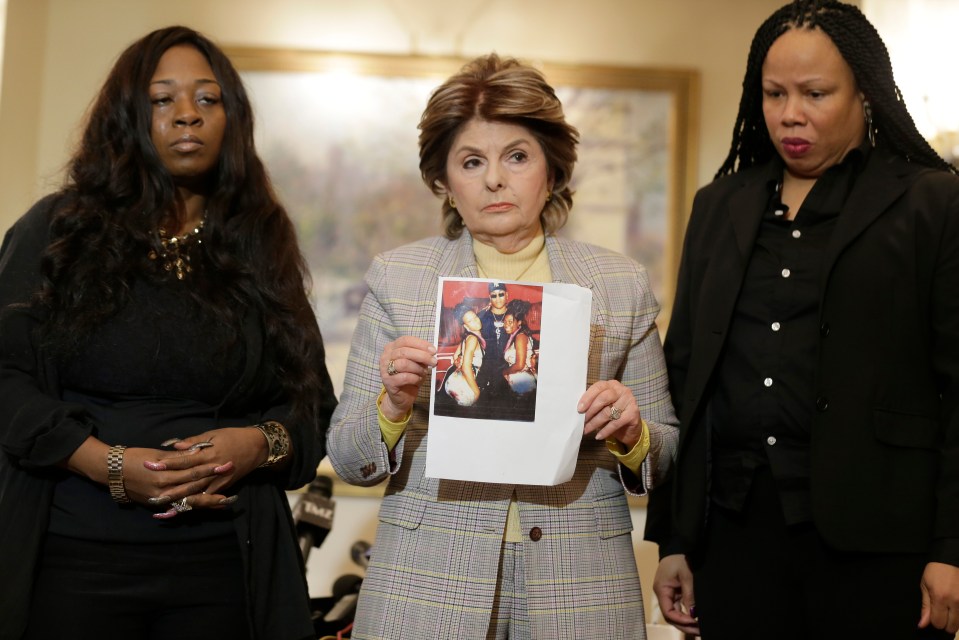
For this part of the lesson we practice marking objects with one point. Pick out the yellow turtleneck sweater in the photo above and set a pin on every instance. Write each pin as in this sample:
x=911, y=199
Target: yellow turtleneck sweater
x=530, y=264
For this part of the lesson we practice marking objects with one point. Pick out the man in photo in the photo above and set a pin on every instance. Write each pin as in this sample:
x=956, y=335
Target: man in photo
x=492, y=384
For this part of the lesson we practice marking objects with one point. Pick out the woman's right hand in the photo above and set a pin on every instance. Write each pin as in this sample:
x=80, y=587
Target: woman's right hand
x=158, y=488
x=404, y=364
x=144, y=485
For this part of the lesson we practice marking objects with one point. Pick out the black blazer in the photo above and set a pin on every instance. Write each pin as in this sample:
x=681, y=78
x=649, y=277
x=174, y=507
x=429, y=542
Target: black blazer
x=885, y=434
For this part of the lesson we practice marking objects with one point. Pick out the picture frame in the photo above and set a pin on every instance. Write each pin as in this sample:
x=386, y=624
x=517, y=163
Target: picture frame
x=337, y=132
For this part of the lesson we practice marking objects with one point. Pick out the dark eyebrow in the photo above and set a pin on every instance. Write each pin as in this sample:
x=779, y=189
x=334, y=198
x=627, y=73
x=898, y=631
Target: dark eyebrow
x=510, y=145
x=201, y=81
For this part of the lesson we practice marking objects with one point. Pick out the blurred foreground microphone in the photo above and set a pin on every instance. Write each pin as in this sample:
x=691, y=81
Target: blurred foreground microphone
x=360, y=553
x=313, y=515
x=346, y=592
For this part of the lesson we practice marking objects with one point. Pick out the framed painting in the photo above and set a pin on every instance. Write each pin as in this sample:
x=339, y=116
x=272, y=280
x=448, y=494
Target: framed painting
x=338, y=133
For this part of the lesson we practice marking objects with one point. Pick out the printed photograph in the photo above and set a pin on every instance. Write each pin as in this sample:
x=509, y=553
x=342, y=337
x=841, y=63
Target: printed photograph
x=488, y=350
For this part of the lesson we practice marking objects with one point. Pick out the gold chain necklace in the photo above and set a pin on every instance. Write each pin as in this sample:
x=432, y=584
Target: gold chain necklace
x=174, y=252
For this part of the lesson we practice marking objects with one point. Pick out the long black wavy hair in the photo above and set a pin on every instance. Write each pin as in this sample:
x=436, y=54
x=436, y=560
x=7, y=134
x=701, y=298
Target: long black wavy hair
x=863, y=50
x=118, y=194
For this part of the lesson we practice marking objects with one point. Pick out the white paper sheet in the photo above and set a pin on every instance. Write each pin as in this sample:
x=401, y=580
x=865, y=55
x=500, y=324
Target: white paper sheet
x=543, y=451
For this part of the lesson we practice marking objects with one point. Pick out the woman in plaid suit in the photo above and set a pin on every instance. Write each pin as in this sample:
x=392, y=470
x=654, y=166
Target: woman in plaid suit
x=458, y=559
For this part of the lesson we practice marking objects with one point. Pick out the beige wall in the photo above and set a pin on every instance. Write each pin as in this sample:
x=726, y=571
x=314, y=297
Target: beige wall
x=59, y=51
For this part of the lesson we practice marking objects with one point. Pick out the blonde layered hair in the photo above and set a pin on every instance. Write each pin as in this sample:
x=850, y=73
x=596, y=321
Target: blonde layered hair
x=498, y=90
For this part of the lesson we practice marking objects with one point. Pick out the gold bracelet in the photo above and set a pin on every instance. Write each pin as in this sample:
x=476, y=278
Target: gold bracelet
x=277, y=442
x=115, y=475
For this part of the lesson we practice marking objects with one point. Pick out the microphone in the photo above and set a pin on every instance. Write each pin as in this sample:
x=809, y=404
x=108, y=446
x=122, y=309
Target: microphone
x=346, y=592
x=313, y=515
x=360, y=553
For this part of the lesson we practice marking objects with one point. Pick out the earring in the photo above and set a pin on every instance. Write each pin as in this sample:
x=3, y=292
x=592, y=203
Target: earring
x=867, y=113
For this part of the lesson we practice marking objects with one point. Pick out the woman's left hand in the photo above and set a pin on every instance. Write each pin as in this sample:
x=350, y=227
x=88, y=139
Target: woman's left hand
x=611, y=412
x=237, y=450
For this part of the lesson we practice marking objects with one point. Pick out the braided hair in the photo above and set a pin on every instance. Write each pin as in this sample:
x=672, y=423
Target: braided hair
x=863, y=50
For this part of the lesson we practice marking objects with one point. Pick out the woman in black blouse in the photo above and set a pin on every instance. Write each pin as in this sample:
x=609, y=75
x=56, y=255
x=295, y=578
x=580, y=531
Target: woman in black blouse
x=162, y=374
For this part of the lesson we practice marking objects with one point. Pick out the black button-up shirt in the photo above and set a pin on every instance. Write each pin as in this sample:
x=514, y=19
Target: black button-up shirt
x=764, y=400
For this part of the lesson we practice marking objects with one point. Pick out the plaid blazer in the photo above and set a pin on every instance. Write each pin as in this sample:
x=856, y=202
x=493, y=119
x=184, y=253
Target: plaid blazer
x=434, y=566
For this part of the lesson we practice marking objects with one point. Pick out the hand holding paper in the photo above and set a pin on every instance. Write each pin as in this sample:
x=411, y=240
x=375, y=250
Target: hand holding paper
x=611, y=412
x=404, y=364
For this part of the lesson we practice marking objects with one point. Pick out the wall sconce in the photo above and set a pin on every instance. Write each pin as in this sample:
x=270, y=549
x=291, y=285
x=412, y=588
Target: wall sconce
x=920, y=36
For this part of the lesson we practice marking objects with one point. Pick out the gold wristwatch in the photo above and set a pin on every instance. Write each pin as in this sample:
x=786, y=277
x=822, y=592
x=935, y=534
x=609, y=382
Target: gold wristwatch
x=115, y=475
x=277, y=442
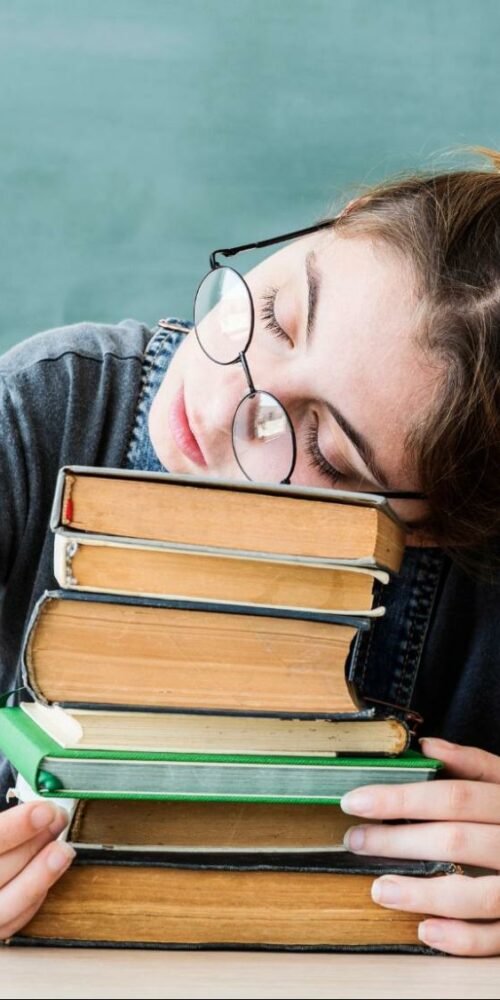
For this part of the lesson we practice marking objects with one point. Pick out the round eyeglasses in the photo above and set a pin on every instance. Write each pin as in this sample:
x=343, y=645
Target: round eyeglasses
x=263, y=437
x=262, y=433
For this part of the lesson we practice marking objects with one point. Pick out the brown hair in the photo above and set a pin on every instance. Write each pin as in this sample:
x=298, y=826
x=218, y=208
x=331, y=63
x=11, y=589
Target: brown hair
x=448, y=226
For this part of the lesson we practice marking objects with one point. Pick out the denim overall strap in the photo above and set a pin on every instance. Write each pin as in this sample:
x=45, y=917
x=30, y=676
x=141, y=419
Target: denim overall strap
x=385, y=660
x=167, y=335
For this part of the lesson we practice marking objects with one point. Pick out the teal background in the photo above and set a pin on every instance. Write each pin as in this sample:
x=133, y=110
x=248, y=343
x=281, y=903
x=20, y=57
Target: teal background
x=138, y=135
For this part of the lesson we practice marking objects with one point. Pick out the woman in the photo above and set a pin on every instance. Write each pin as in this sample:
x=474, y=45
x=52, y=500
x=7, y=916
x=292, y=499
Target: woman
x=379, y=335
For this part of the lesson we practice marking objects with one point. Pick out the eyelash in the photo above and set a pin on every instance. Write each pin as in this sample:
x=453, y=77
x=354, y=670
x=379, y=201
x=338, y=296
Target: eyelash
x=316, y=458
x=319, y=460
x=268, y=317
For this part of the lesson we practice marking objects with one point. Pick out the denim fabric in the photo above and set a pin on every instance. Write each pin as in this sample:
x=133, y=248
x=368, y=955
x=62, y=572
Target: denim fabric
x=384, y=661
x=167, y=335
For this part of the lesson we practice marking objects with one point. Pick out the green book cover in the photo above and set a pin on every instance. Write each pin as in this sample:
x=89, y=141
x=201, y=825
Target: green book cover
x=54, y=771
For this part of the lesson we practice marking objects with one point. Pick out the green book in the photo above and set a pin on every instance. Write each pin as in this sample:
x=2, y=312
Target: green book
x=55, y=771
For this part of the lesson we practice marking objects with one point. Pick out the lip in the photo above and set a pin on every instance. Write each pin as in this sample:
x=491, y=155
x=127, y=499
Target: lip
x=181, y=431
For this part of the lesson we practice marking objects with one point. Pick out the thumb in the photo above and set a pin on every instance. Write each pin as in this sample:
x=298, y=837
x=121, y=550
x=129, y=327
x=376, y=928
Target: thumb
x=463, y=761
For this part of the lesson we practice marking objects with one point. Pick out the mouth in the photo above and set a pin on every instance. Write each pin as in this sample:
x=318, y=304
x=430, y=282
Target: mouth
x=181, y=431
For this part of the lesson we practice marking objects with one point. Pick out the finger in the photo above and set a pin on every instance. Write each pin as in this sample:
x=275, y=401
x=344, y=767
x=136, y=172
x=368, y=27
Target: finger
x=463, y=761
x=469, y=843
x=35, y=879
x=20, y=920
x=15, y=860
x=458, y=937
x=456, y=799
x=442, y=895
x=20, y=823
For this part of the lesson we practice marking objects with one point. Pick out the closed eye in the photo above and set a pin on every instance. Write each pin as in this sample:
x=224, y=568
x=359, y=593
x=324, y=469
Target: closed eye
x=268, y=316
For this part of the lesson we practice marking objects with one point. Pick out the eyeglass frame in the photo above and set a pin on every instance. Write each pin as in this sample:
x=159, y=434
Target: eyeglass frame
x=214, y=265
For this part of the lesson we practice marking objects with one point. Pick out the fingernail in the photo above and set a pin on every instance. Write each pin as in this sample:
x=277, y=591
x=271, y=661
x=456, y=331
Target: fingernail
x=434, y=743
x=60, y=857
x=354, y=838
x=429, y=932
x=385, y=890
x=60, y=822
x=42, y=815
x=358, y=803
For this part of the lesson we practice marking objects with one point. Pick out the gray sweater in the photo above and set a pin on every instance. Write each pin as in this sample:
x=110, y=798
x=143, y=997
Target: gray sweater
x=68, y=396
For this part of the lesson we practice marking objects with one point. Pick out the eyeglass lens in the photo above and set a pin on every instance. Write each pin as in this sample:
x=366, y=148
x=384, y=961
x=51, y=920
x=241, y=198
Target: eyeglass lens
x=263, y=439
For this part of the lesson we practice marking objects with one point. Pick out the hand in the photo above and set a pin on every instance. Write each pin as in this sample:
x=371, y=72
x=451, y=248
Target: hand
x=29, y=860
x=465, y=827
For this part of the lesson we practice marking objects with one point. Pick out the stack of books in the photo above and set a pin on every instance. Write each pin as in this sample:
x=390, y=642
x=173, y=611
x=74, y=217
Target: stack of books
x=188, y=689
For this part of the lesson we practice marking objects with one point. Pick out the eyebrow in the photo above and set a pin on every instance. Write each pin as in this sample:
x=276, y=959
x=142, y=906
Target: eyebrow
x=362, y=446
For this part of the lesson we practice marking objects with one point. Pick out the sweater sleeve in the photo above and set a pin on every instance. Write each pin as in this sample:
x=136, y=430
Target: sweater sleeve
x=13, y=485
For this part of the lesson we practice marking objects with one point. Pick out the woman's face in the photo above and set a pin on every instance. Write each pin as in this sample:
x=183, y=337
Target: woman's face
x=353, y=387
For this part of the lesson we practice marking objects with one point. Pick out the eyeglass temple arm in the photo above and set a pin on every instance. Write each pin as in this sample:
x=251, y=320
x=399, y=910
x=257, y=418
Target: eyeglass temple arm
x=231, y=251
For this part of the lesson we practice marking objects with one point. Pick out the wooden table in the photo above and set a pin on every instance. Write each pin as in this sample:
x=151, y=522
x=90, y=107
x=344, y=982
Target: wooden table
x=87, y=973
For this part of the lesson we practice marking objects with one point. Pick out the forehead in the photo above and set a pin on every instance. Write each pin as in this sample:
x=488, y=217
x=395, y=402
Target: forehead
x=367, y=321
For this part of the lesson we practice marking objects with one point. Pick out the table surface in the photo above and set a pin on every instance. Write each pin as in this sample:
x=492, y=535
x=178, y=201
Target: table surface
x=105, y=973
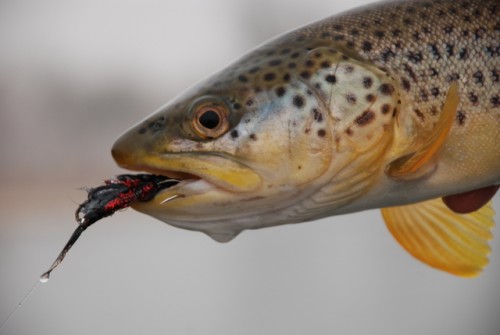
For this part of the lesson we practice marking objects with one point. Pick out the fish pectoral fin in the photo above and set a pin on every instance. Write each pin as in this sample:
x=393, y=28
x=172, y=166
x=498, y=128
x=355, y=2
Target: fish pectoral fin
x=421, y=159
x=452, y=242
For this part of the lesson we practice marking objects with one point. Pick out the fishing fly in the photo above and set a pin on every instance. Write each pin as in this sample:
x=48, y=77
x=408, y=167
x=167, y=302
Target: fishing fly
x=117, y=193
x=102, y=201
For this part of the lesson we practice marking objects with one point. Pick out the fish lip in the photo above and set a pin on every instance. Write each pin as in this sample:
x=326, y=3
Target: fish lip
x=217, y=169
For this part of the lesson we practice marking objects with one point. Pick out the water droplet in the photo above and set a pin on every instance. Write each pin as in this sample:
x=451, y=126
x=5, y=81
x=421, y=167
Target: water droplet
x=44, y=278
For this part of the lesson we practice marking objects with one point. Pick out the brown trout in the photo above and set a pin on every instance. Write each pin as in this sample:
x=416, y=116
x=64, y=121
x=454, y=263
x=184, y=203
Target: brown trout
x=395, y=105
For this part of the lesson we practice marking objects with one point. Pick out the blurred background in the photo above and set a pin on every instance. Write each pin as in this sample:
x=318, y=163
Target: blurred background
x=76, y=74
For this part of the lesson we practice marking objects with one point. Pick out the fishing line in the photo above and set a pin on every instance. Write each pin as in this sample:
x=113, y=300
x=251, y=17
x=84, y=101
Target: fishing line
x=22, y=301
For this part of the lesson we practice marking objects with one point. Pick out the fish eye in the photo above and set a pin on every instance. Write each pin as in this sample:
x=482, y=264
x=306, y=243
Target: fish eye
x=211, y=121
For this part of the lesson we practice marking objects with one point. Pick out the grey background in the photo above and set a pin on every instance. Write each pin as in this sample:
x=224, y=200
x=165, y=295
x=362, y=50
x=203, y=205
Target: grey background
x=73, y=76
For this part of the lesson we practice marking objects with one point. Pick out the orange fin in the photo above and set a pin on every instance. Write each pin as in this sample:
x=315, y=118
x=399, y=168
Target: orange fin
x=441, y=238
x=414, y=164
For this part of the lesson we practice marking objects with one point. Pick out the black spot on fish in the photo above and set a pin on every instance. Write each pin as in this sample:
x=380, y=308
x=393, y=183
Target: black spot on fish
x=367, y=82
x=479, y=33
x=309, y=63
x=406, y=84
x=495, y=101
x=386, y=89
x=495, y=76
x=365, y=118
x=366, y=46
x=408, y=69
x=280, y=91
x=387, y=54
x=253, y=70
x=433, y=72
x=415, y=57
x=478, y=78
x=270, y=76
x=325, y=64
x=434, y=110
x=452, y=77
x=448, y=30
x=243, y=78
x=463, y=54
x=424, y=95
x=318, y=117
x=351, y=98
x=407, y=21
x=450, y=49
x=461, y=117
x=298, y=101
x=321, y=133
x=473, y=98
x=386, y=108
x=420, y=115
x=305, y=74
x=396, y=32
x=275, y=62
x=435, y=51
x=331, y=79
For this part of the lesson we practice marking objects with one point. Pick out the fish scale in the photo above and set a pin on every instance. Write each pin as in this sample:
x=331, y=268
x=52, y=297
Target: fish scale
x=394, y=105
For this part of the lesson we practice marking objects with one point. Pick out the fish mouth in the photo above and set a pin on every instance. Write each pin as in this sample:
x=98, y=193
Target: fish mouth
x=221, y=171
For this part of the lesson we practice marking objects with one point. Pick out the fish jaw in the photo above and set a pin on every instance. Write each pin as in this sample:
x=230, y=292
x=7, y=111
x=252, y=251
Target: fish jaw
x=217, y=195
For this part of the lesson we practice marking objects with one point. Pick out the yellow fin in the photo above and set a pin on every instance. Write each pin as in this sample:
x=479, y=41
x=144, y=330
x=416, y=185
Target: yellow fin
x=441, y=238
x=409, y=165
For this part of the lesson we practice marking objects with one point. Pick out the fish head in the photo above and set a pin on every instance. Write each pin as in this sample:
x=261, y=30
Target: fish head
x=249, y=144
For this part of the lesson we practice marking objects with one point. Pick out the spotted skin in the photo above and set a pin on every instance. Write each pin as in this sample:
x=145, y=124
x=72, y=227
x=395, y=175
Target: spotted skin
x=320, y=112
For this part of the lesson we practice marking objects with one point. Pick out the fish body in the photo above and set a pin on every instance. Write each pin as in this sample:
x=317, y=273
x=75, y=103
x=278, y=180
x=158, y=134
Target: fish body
x=384, y=106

···

> **WHAT TO DO**
Reproduce verbatim only the segment of the listing bounded by the line containing "x=451, y=126" and the line containing "the fishing line", with both boundary lines included.

> **WRITTEN RESPONSE**
x=451, y=126
x=5, y=81
x=421, y=167
Target: water droplet
x=44, y=278
For this part of the lesson we practice marking objects with one point. Pick out the brown trout in the photo above and set a pin on every instance. Write each pin as in this sample:
x=416, y=116
x=64, y=121
x=454, y=263
x=184, y=203
Target: brown trout
x=395, y=105
For this part of the lesson we practice marking objects with one point. Pick out the blurred background in the photo above and set a pin on every instance. Write each pin as in this sample:
x=318, y=163
Target: blurred background
x=76, y=74
For this part of the lesson we practice marking objects with one point. Pick out the fishing line in the photo above and set a pin on every instance. Write each pin as in this sample:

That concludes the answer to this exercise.